# Task details:
Set down all of the data that follows word for word, without the images.

─── Data for review

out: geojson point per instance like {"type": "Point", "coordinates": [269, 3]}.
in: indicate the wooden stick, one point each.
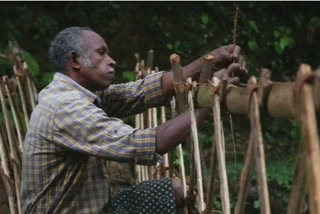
{"type": "Point", "coordinates": [14, 112]}
{"type": "Point", "coordinates": [245, 178]}
{"type": "Point", "coordinates": [224, 188]}
{"type": "Point", "coordinates": [14, 155]}
{"type": "Point", "coordinates": [10, 193]}
{"type": "Point", "coordinates": [298, 190]}
{"type": "Point", "coordinates": [30, 90]}
{"type": "Point", "coordinates": [254, 115]}
{"type": "Point", "coordinates": [23, 101]}
{"type": "Point", "coordinates": [194, 131]}
{"type": "Point", "coordinates": [3, 56]}
{"type": "Point", "coordinates": [311, 139]}
{"type": "Point", "coordinates": [181, 106]}
{"type": "Point", "coordinates": [4, 158]}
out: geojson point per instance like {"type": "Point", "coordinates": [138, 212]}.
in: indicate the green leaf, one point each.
{"type": "Point", "coordinates": [205, 19]}
{"type": "Point", "coordinates": [256, 204]}
{"type": "Point", "coordinates": [253, 26]}
{"type": "Point", "coordinates": [252, 44]}
{"type": "Point", "coordinates": [286, 42]}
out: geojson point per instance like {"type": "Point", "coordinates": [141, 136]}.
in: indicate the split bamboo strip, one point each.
{"type": "Point", "coordinates": [194, 131]}
{"type": "Point", "coordinates": [34, 90]}
{"type": "Point", "coordinates": [298, 190]}
{"type": "Point", "coordinates": [245, 178]}
{"type": "Point", "coordinates": [138, 173]}
{"type": "Point", "coordinates": [14, 112]}
{"type": "Point", "coordinates": [4, 158]}
{"type": "Point", "coordinates": [30, 90]}
{"type": "Point", "coordinates": [10, 194]}
{"type": "Point", "coordinates": [180, 156]}
{"type": "Point", "coordinates": [179, 105]}
{"type": "Point", "coordinates": [254, 116]}
{"type": "Point", "coordinates": [13, 153]}
{"type": "Point", "coordinates": [224, 188]}
{"type": "Point", "coordinates": [311, 139]}
{"type": "Point", "coordinates": [23, 101]}
{"type": "Point", "coordinates": [165, 156]}
{"type": "Point", "coordinates": [137, 167]}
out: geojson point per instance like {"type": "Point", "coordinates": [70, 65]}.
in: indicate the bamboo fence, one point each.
{"type": "Point", "coordinates": [297, 100]}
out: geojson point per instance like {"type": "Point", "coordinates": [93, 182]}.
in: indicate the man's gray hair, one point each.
{"type": "Point", "coordinates": [66, 41]}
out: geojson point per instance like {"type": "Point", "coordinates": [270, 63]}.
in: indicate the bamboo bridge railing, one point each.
{"type": "Point", "coordinates": [297, 100]}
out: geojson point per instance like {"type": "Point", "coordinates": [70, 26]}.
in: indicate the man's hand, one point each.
{"type": "Point", "coordinates": [232, 73]}
{"type": "Point", "coordinates": [225, 55]}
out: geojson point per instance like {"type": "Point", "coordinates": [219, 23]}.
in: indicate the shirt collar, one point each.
{"type": "Point", "coordinates": [64, 78]}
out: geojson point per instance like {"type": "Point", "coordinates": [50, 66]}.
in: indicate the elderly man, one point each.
{"type": "Point", "coordinates": [72, 131]}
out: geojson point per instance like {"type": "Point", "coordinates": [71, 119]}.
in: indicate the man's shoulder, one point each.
{"type": "Point", "coordinates": [56, 94]}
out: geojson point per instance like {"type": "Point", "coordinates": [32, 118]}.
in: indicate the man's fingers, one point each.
{"type": "Point", "coordinates": [234, 68]}
{"type": "Point", "coordinates": [234, 80]}
{"type": "Point", "coordinates": [235, 53]}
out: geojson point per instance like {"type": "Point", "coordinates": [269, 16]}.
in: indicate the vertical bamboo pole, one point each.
{"type": "Point", "coordinates": [14, 156]}
{"type": "Point", "coordinates": [14, 112]}
{"type": "Point", "coordinates": [311, 140]}
{"type": "Point", "coordinates": [30, 90]}
{"type": "Point", "coordinates": [11, 194]}
{"type": "Point", "coordinates": [224, 188]}
{"type": "Point", "coordinates": [254, 115]}
{"type": "Point", "coordinates": [194, 131]}
{"type": "Point", "coordinates": [298, 192]}
{"type": "Point", "coordinates": [245, 178]}
{"type": "Point", "coordinates": [23, 100]}
{"type": "Point", "coordinates": [181, 105]}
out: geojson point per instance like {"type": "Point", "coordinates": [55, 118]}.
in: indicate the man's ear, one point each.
{"type": "Point", "coordinates": [73, 59]}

──────

# Result of the task:
out: geojson point per instance like {"type": "Point", "coordinates": [269, 3]}.
in: indicate the wooden stick, one point each.
{"type": "Point", "coordinates": [14, 112]}
{"type": "Point", "coordinates": [245, 178]}
{"type": "Point", "coordinates": [224, 188]}
{"type": "Point", "coordinates": [14, 155]}
{"type": "Point", "coordinates": [10, 193]}
{"type": "Point", "coordinates": [298, 190]}
{"type": "Point", "coordinates": [30, 90]}
{"type": "Point", "coordinates": [254, 115]}
{"type": "Point", "coordinates": [23, 101]}
{"type": "Point", "coordinates": [194, 131]}
{"type": "Point", "coordinates": [3, 56]}
{"type": "Point", "coordinates": [311, 139]}
{"type": "Point", "coordinates": [181, 106]}
{"type": "Point", "coordinates": [4, 158]}
out: geojson point per instance like {"type": "Point", "coordinates": [138, 212]}.
in: indicate the green leaf, one point each.
{"type": "Point", "coordinates": [205, 19]}
{"type": "Point", "coordinates": [256, 204]}
{"type": "Point", "coordinates": [253, 26]}
{"type": "Point", "coordinates": [252, 44]}
{"type": "Point", "coordinates": [286, 42]}
out: geojson point per instance like {"type": "Point", "coordinates": [141, 136]}.
in: indicate the split bamboo strip, one point each.
{"type": "Point", "coordinates": [194, 131]}
{"type": "Point", "coordinates": [34, 90]}
{"type": "Point", "coordinates": [298, 190]}
{"type": "Point", "coordinates": [245, 178]}
{"type": "Point", "coordinates": [138, 173]}
{"type": "Point", "coordinates": [14, 112]}
{"type": "Point", "coordinates": [4, 158]}
{"type": "Point", "coordinates": [30, 90]}
{"type": "Point", "coordinates": [10, 194]}
{"type": "Point", "coordinates": [180, 156]}
{"type": "Point", "coordinates": [179, 105]}
{"type": "Point", "coordinates": [254, 116]}
{"type": "Point", "coordinates": [13, 153]}
{"type": "Point", "coordinates": [224, 188]}
{"type": "Point", "coordinates": [311, 139]}
{"type": "Point", "coordinates": [23, 101]}
{"type": "Point", "coordinates": [165, 156]}
{"type": "Point", "coordinates": [137, 167]}
out: geojson point per instance like {"type": "Point", "coordinates": [70, 65]}.
in: indicate the bamboo fence, one point each.
{"type": "Point", "coordinates": [297, 100]}
out: geojson point per instance like {"type": "Point", "coordinates": [93, 182]}.
in: indicate the man's gray hair, one point each.
{"type": "Point", "coordinates": [66, 41]}
out: geojson point per instance like {"type": "Point", "coordinates": [270, 63]}.
in: indicate the bamboo bridge railing, one point each.
{"type": "Point", "coordinates": [297, 100]}
out: geojson point per instance like {"type": "Point", "coordinates": [70, 26]}.
in: indicate the man's hand, one point each.
{"type": "Point", "coordinates": [232, 73]}
{"type": "Point", "coordinates": [225, 55]}
out: geojson point per instance like {"type": "Point", "coordinates": [219, 23]}.
in: indicate the shirt collar, one point each.
{"type": "Point", "coordinates": [64, 78]}
out: geojson point per instance like {"type": "Point", "coordinates": [50, 66]}.
in: indicate the elderly man, one point each.
{"type": "Point", "coordinates": [72, 131]}
out: geojson point per instance like {"type": "Point", "coordinates": [71, 119]}.
in: indicate the man's shoulder, one point each.
{"type": "Point", "coordinates": [56, 94]}
out: geojson point per instance like {"type": "Point", "coordinates": [32, 118]}.
in: indicate the man's fingers, one point each.
{"type": "Point", "coordinates": [234, 68]}
{"type": "Point", "coordinates": [234, 80]}
{"type": "Point", "coordinates": [235, 53]}
out: geojson point per instance like {"type": "Point", "coordinates": [269, 16]}.
in: indicate the vertical bamboo pole, one point each.
{"type": "Point", "coordinates": [14, 156]}
{"type": "Point", "coordinates": [14, 112]}
{"type": "Point", "coordinates": [311, 140]}
{"type": "Point", "coordinates": [30, 90]}
{"type": "Point", "coordinates": [11, 194]}
{"type": "Point", "coordinates": [224, 188]}
{"type": "Point", "coordinates": [254, 115]}
{"type": "Point", "coordinates": [194, 131]}
{"type": "Point", "coordinates": [298, 192]}
{"type": "Point", "coordinates": [245, 178]}
{"type": "Point", "coordinates": [23, 100]}
{"type": "Point", "coordinates": [181, 105]}
out: geojson point per instance like {"type": "Point", "coordinates": [55, 118]}.
in: indicate the man's ear, one point each.
{"type": "Point", "coordinates": [73, 59]}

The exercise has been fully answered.